# Provided passage start
On Tuesday, the so-called Islamic
State released a slickly produced video showing a Jordanian pilot being burned
alive in a steel cage. On Wednesday, the United Nations issued a report
detailing various “mass executions of boys, as well as reports of beheadings,
crucifixions of children, and burying children alive” at the hands of the
Islamic State.
And on Thursday, President Obama
seized the opportunity of the National Prayer Breakfast to forthrightly
criticize the “terrible deeds” . . . committed “in the name of Christ.”
“Humanity has been grappling with
these questions throughout human history,” Obama said, referring to the
ennobling aspects of religion as well as the tendency of people to “hijack”
religions for murderous ends.
"And lest we get on our high
horse and think this is unique to some other place, remember that during the
Crusades and the Inquisition, people committed terrible deeds in the name of
Christ. In our home country, slavery and Jim Crow all too often was justified
in the name of Christ."
Obama’s right. Terrible things have
been done in the name of Christianity. I have yet to meet a Christian who
denies this.
But, as odd as it may sound for a
guy named Goldberg to point it out, the Inquisition and the Crusades aren’t the
indictments Obama thinks they are. For starters, the Crusades — despite their
terrible organized cruelties — were a defensive war.
“The Crusades could more accurately
be described as a limited, belated and, in the last analysis, ineffectual
response to the jihad — a failed attempt to recover by a Christian holy war
what had been lost to a Muslim holy war,” writes Bernard Lewis, the greatest
living English-language historian of Islam.
As for the Inquisition, it needs to
be clarified that there was no single “Inquisition,” but many. And most were
not particularly nefarious. For centuries, whenever the Catholic Church launched
an inquiry or investigation, it mounted an “inquisition,” which means pretty
much the same thing.
# Provided passage end
Given request A
Please pull out every line in the rows below that contains the string "driveway". The match is case-sensitive.
# Material start
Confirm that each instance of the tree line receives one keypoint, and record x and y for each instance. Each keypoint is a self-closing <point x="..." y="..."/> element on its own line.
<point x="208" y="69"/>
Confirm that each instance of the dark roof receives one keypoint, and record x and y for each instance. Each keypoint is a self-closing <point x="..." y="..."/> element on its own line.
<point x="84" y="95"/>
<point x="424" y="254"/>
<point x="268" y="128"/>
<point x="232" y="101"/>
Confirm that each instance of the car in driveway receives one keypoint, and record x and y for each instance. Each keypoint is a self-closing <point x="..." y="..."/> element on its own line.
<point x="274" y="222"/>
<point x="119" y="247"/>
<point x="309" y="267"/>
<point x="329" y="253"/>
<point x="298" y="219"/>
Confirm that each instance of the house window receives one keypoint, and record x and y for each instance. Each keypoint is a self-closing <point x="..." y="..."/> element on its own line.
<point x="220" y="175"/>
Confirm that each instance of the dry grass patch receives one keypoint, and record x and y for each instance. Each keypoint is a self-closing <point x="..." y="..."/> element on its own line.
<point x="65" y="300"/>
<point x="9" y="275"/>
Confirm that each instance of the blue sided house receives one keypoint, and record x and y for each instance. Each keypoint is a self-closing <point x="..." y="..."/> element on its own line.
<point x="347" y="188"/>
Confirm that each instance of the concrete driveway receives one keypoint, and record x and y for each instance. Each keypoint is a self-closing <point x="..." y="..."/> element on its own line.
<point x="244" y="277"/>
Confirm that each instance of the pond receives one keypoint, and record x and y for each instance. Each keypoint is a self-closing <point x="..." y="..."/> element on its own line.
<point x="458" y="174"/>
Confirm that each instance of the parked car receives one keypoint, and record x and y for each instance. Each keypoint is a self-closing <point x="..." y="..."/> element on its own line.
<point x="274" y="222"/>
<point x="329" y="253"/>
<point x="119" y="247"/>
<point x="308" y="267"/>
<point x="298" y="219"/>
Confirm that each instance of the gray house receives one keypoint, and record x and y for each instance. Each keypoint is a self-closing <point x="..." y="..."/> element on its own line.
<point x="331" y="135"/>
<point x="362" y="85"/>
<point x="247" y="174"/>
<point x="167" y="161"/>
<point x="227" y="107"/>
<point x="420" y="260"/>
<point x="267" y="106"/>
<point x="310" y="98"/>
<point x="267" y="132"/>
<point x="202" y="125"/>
# Material end
Given request B
Reproduce the passage about Obama's National Prayer Breakfast remarks in full, word for word.

Task answer A
Confirm that each instance of the car in driveway receives one keypoint, and record x and y for each instance. Each keypoint is a self-closing <point x="..." y="..."/> element on its own line.
Confirm that each instance of the concrete driveway receives one keypoint, and record x and y for each instance. Each keypoint is a self-closing <point x="..." y="..."/> element on its own line.

Task answer B
On Tuesday, the so-called Islamic
State released a slickly produced video showing a Jordanian pilot being burned
alive in a steel cage. On Wednesday, the United Nations issued a report
detailing various “mass executions of boys, as well as reports of beheadings,
crucifixions of children, and burying children alive” at the hands of the
Islamic State.
And on Thursday, President Obama
seized the opportunity of the National Prayer Breakfast to forthrightly
criticize the “terrible deeds” . . . committed “in the name of Christ.”
“Humanity has been grappling with
these questions throughout human history,” Obama said, referring to the
ennobling aspects of religion as well as the tendency of people to “hijack”
religions for murderous ends.
"And lest we get on our high
horse and think this is unique to some other place, remember that during the
Crusades and the Inquisition, people committed terrible deeds in the name of
Christ. In our home country, slavery and Jim Crow all too often was justified
in the name of Christ."
Obama’s right. Terrible things have
been done in the name of Christianity. I have yet to meet a Christian who
denies this.
But, as odd as it may sound for a
guy named Goldberg to point it out, the Inquisition and the Crusades aren’t the
indictments Obama thinks they are. For starters, the Crusades — despite their
terrible organized cruelties — were a defensive war.
“The Crusades could more accurately
be described as a limited, belated and, in the last analysis, ineffectual
response to the jihad — a failed attempt to recover by a Christian holy war
what had been lost to a Muslim holy war,” writes Bernard Lewis, the greatest
living English-language historian of Islam.
As for the Inquisition, it needs to
be clarified that there was no single “Inquisition,” but many. And most were
not particularly nefarious. For centuries, whenever the Catholic Church launched
an inquiry or investigation, it mounted an “inquisition,” which means pretty
much the same thing.